→ Task directions: Output every line of the material exactly, omitting images.

[Image object location entries]
****

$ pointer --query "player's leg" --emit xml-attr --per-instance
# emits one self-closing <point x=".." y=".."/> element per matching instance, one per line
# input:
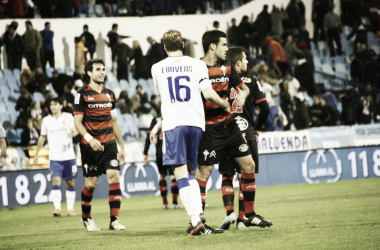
<point x="56" y="170"/>
<point x="69" y="171"/>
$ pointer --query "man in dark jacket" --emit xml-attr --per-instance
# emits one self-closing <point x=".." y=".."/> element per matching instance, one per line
<point x="90" y="42"/>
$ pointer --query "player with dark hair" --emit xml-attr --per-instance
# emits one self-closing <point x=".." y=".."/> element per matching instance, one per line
<point x="250" y="129"/>
<point x="222" y="133"/>
<point x="96" y="120"/>
<point x="162" y="169"/>
<point x="59" y="129"/>
<point x="180" y="81"/>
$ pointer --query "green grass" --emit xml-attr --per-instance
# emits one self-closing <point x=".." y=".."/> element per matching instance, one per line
<point x="342" y="215"/>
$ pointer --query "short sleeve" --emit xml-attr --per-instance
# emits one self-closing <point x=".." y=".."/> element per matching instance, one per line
<point x="204" y="81"/>
<point x="79" y="104"/>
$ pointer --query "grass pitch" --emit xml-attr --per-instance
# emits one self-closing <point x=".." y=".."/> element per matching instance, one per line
<point x="341" y="215"/>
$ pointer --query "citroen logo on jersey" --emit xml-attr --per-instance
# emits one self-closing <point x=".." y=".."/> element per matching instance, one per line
<point x="108" y="96"/>
<point x="223" y="68"/>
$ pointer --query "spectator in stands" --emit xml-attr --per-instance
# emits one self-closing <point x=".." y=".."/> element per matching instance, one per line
<point x="16" y="9"/>
<point x="47" y="54"/>
<point x="13" y="46"/>
<point x="232" y="33"/>
<point x="67" y="94"/>
<point x="46" y="7"/>
<point x="266" y="17"/>
<point x="291" y="50"/>
<point x="262" y="71"/>
<point x="320" y="9"/>
<point x="318" y="114"/>
<point x="294" y="22"/>
<point x="32" y="46"/>
<point x="140" y="67"/>
<point x="301" y="117"/>
<point x="112" y="38"/>
<point x="258" y="35"/>
<point x="65" y="8"/>
<point x="278" y="16"/>
<point x="333" y="27"/>
<point x="286" y="101"/>
<point x="123" y="102"/>
<point x="79" y="58"/>
<point x="350" y="103"/>
<point x="29" y="136"/>
<point x="123" y="54"/>
<point x="36" y="113"/>
<point x="90" y="42"/>
<point x="305" y="74"/>
<point x="59" y="80"/>
<point x="332" y="114"/>
<point x="279" y="59"/>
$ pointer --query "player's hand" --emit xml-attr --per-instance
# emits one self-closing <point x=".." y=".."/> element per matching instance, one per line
<point x="241" y="96"/>
<point x="96" y="145"/>
<point x="153" y="137"/>
<point x="36" y="160"/>
<point x="121" y="157"/>
<point x="226" y="107"/>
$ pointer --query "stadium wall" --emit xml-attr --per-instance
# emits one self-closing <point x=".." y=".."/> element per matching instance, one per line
<point x="31" y="187"/>
<point x="139" y="28"/>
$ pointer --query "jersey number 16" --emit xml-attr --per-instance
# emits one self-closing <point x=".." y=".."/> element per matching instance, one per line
<point x="178" y="87"/>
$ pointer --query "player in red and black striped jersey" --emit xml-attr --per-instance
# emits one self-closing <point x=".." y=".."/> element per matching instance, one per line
<point x="96" y="120"/>
<point x="222" y="133"/>
<point x="250" y="129"/>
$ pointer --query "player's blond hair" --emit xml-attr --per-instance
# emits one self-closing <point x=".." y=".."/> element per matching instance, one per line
<point x="173" y="40"/>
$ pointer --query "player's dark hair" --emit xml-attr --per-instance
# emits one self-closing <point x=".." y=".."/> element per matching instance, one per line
<point x="91" y="62"/>
<point x="57" y="99"/>
<point x="211" y="36"/>
<point x="235" y="54"/>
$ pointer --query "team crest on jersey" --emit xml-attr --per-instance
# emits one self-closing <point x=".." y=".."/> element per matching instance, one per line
<point x="243" y="147"/>
<point x="114" y="163"/>
<point x="242" y="123"/>
<point x="108" y="96"/>
<point x="223" y="68"/>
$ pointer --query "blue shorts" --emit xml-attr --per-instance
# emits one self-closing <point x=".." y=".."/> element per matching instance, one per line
<point x="180" y="145"/>
<point x="63" y="169"/>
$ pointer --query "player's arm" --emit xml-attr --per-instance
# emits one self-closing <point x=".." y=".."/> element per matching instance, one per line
<point x="94" y="143"/>
<point x="210" y="95"/>
<point x="3" y="151"/>
<point x="119" y="139"/>
<point x="40" y="144"/>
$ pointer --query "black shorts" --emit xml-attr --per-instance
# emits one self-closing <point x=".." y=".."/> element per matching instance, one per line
<point x="227" y="164"/>
<point x="96" y="163"/>
<point x="222" y="139"/>
<point x="163" y="170"/>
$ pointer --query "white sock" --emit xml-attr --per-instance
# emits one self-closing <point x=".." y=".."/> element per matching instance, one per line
<point x="186" y="194"/>
<point x="70" y="199"/>
<point x="196" y="195"/>
<point x="56" y="197"/>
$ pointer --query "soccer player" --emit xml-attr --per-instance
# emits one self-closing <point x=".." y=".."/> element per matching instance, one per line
<point x="3" y="146"/>
<point x="250" y="129"/>
<point x="180" y="80"/>
<point x="163" y="170"/>
<point x="59" y="129"/>
<point x="222" y="133"/>
<point x="96" y="120"/>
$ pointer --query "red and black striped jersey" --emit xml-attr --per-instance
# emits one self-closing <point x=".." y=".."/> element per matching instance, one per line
<point x="96" y="110"/>
<point x="256" y="96"/>
<point x="223" y="78"/>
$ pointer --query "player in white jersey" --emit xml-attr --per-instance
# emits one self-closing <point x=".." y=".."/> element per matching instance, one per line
<point x="3" y="146"/>
<point x="180" y="80"/>
<point x="59" y="130"/>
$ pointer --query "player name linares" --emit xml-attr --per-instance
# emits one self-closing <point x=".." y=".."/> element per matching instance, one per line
<point x="171" y="69"/>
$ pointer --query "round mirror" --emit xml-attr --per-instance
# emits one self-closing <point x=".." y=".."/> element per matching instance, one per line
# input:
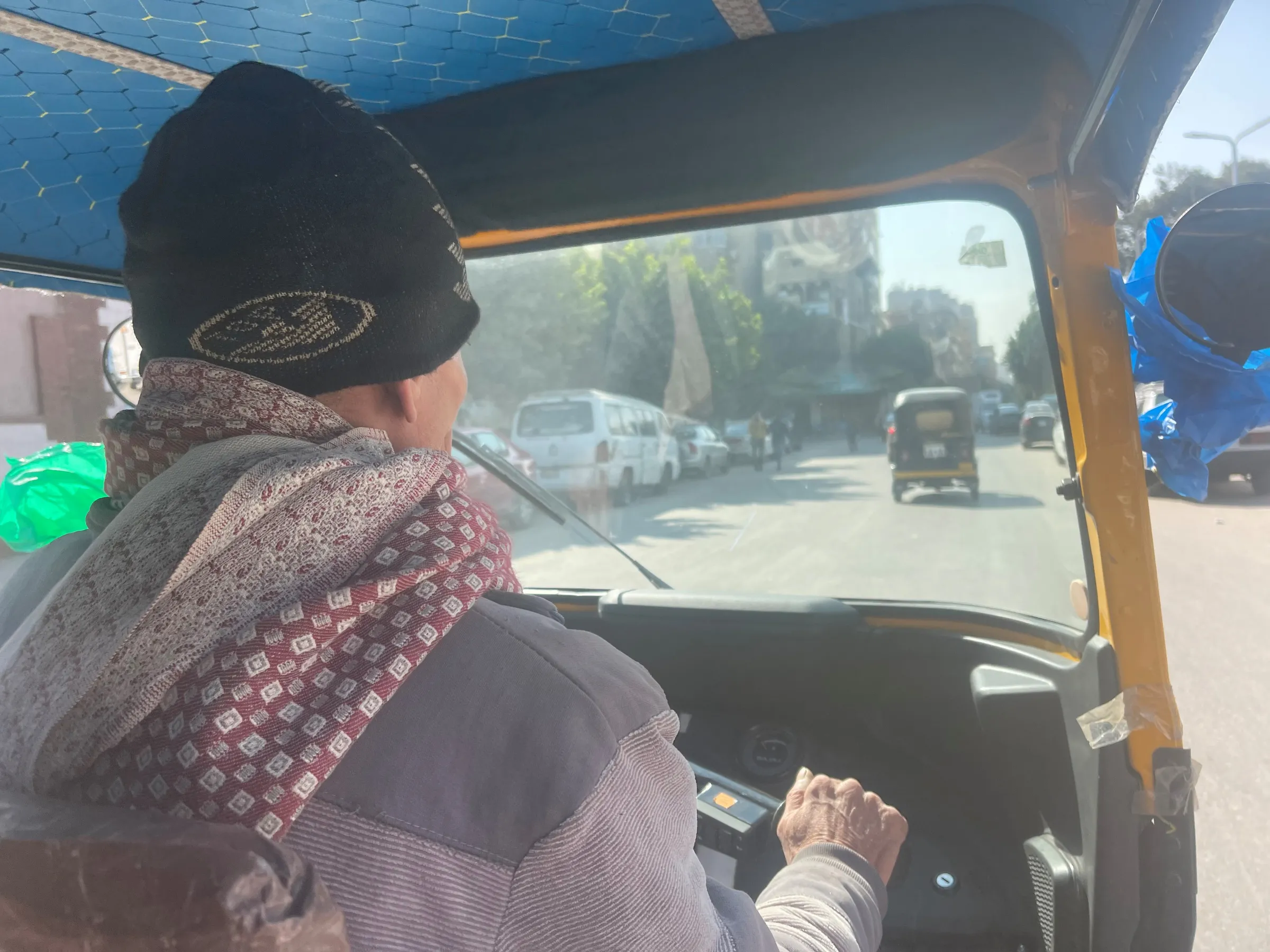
<point x="1213" y="272"/>
<point x="121" y="363"/>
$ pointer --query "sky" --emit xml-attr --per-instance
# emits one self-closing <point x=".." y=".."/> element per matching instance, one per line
<point x="1229" y="92"/>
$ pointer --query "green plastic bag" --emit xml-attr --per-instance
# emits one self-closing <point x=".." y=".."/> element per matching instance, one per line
<point x="48" y="496"/>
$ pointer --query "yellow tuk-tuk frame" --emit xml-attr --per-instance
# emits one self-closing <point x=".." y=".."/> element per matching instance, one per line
<point x="1075" y="221"/>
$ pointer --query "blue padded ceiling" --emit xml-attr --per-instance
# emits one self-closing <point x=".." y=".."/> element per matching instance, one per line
<point x="73" y="130"/>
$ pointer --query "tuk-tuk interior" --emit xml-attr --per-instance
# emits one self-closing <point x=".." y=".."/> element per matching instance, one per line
<point x="959" y="711"/>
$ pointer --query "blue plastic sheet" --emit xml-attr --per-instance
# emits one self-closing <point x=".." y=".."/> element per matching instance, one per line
<point x="1212" y="400"/>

****

→ Output of the task:
$ pointer --query "player's leg" --emit xml-attr --per-instance
# emits one self-closing <point x=".." y=".."/> element per matching instance, one per line
# input:
<point x="56" y="170"/>
<point x="69" y="171"/>
$ pointer --query "man in dark jacket" --emit xml-attr --per-instance
# emits one self-closing <point x=".." y=".."/> element per matching instance, one per line
<point x="90" y="42"/>
$ pointer --query "player with dark hair" --emit xml-attr --per-instance
# emits one self-closing <point x=".." y=".."/> element per matching instance, one per line
<point x="250" y="129"/>
<point x="222" y="133"/>
<point x="96" y="120"/>
<point x="162" y="169"/>
<point x="59" y="129"/>
<point x="180" y="81"/>
$ pointer --query "green grass" --emit xml-attr --per-instance
# emits one self-closing <point x=".." y=".."/> element per matching instance, one per line
<point x="342" y="215"/>
$ pointer --query "short sleeve" --emit xml-attr --per-instance
# emits one self-closing <point x=".." y=".."/> element per matching instance, one per line
<point x="204" y="81"/>
<point x="79" y="104"/>
$ pointer --query "grass pitch" --emit xml-attr --per-instance
# emits one self-closing <point x=".." y=".."/> element per matching instance, one per line
<point x="341" y="215"/>
$ pointer --query "citroen logo on jersey" --emit xml-attr --per-instance
# emits one self-closing <point x=".." y=".."/> element per matching instance, one per line
<point x="108" y="96"/>
<point x="223" y="68"/>
$ pointer --query "spectator in stands" --emit xml-attr --per-instance
# emits one self-closing <point x=".." y=".."/> element per matching instance, one per line
<point x="16" y="9"/>
<point x="47" y="54"/>
<point x="13" y="46"/>
<point x="232" y="33"/>
<point x="67" y="94"/>
<point x="46" y="7"/>
<point x="266" y="17"/>
<point x="291" y="50"/>
<point x="262" y="71"/>
<point x="320" y="9"/>
<point x="318" y="114"/>
<point x="294" y="22"/>
<point x="32" y="46"/>
<point x="140" y="67"/>
<point x="301" y="117"/>
<point x="112" y="38"/>
<point x="258" y="35"/>
<point x="65" y="8"/>
<point x="278" y="16"/>
<point x="333" y="27"/>
<point x="286" y="101"/>
<point x="123" y="102"/>
<point x="79" y="58"/>
<point x="350" y="103"/>
<point x="29" y="136"/>
<point x="123" y="54"/>
<point x="36" y="113"/>
<point x="90" y="42"/>
<point x="305" y="74"/>
<point x="59" y="80"/>
<point x="332" y="114"/>
<point x="279" y="59"/>
$ pointer --query "player's hand" --emit xml-attr --per-instance
# emits one self-closing <point x=".." y=".."/> element per matching instance, one per line
<point x="241" y="96"/>
<point x="96" y="145"/>
<point x="153" y="137"/>
<point x="36" y="160"/>
<point x="121" y="157"/>
<point x="226" y="107"/>
$ pointer --query "stadium wall" --emit xml-attr --per-instance
# emits one self-closing <point x=".." y=".."/> element per matching instance, one per line
<point x="31" y="187"/>
<point x="139" y="28"/>
$ pointer --query "jersey number 16" --emit xml-attr --per-instance
# emits one self-closing <point x=".." y=".."/> element per matching instance, one per line
<point x="178" y="87"/>
$ pointer --query "player in red and black striped jersey" --emit xml-attr --per-instance
# emits one self-closing <point x=".." y=".."/> element per matching instance, one per line
<point x="96" y="120"/>
<point x="222" y="133"/>
<point x="250" y="129"/>
$ pointer --query "player's blond hair" --emit xml-attr --per-instance
# emits one self-closing <point x=".." y=".."/> element per matching instance, one per line
<point x="173" y="40"/>
$ pointer --query "player's dark hair" --emit xml-attr --per-instance
# emits one self-closing <point x=".." y=".."/> element per matching instance, one per line
<point x="91" y="62"/>
<point x="57" y="99"/>
<point x="211" y="36"/>
<point x="235" y="54"/>
$ pointer --query "team crest on jersey" --emit xml-attr --per-instance
# emits one self-closing <point x=".." y=".."/> element per matching instance, one per line
<point x="243" y="147"/>
<point x="114" y="163"/>
<point x="242" y="123"/>
<point x="108" y="96"/>
<point x="223" y="68"/>
$ pointer --query "blue shorts" --emit xml-attr --per-instance
# emits one self-closing <point x=".." y=".."/> element per matching instance, one per line
<point x="180" y="145"/>
<point x="63" y="169"/>
$ pointer --query "player's arm" --emit xml-attr --per-instance
# emits one self-closing <point x=".." y=".."/> element per matching instance, one per line
<point x="94" y="143"/>
<point x="210" y="95"/>
<point x="3" y="151"/>
<point x="119" y="139"/>
<point x="40" y="144"/>
$ pointer --query "black shorts" --emit xml-attr --per-instance
# emits one self-closing <point x=".." y=".."/> element per matching instance, one per line
<point x="227" y="164"/>
<point x="96" y="163"/>
<point x="222" y="139"/>
<point x="163" y="170"/>
$ pointer --query "white sock" --emit xml-attr --per-instance
# emits one self-closing <point x=".." y=".."/> element per matching instance, one per line
<point x="186" y="194"/>
<point x="70" y="199"/>
<point x="196" y="195"/>
<point x="56" y="197"/>
$ pointer --query "soccer player" --emit xml-attr --per-instance
# emits one self-closing <point x=".." y=".."/> element per matching instance, one per line
<point x="3" y="146"/>
<point x="250" y="129"/>
<point x="180" y="80"/>
<point x="163" y="170"/>
<point x="59" y="129"/>
<point x="222" y="133"/>
<point x="96" y="120"/>
$ pointer --query "red and black striped jersey" --emit xml-attr --per-instance
# emits one self-closing <point x=".." y=".."/> element per matching instance, one per line
<point x="96" y="110"/>
<point x="256" y="96"/>
<point x="223" y="78"/>
$ pointer --query "player in white jersey" --emit xml-attr --per-instance
# emits one self-closing <point x=".." y=".."/> element per matching instance, one per line
<point x="3" y="146"/>
<point x="180" y="80"/>
<point x="59" y="130"/>
$ pointer --query "player name linares" --emit xml-attr --per-instance
# emits one self-closing <point x=".." y=".."/> element per matching instance, one per line
<point x="171" y="69"/>
$ pointer --query "round mirror" --emit xml-attr --per-instance
# emits one self-closing <point x=".." y=".."/> element per matching instance, one per line
# input:
<point x="1213" y="272"/>
<point x="121" y="363"/>
$ pointer --query "sky" --emit xml-attr --per-instance
# emits one self-closing <point x=".." y=".."/> element per matching instance, one per line
<point x="1229" y="92"/>
$ pointer --query "green plastic bag" --emit xml-attr --per-instance
# emits one self-closing <point x=".." y=".."/> element per matching instance, one per line
<point x="48" y="496"/>
$ pointer --query "yellow tuk-tuk frame" --emit xml-attr --per-instance
# emits one self-closing <point x=".." y=".."/> element per matching instance, one per line
<point x="1075" y="221"/>
$ pointer --query "blue padded ceiling" --emit xml-attr --per-instance
# emits one self-closing <point x=".." y=".."/> element per matching instance, one per line
<point x="73" y="130"/>
$ pointer --query "tuk-tuk interior" --emit xml-attr --per-instance
# emits one self-closing <point x=".." y=".."/> element per matching instance, one per line
<point x="959" y="711"/>
$ pointer --query "blue plastic sheet" --emit xml-attr --per-instance
# emits one self-closing <point x=".." y=".."/> element per matching instance, one per line
<point x="1212" y="400"/>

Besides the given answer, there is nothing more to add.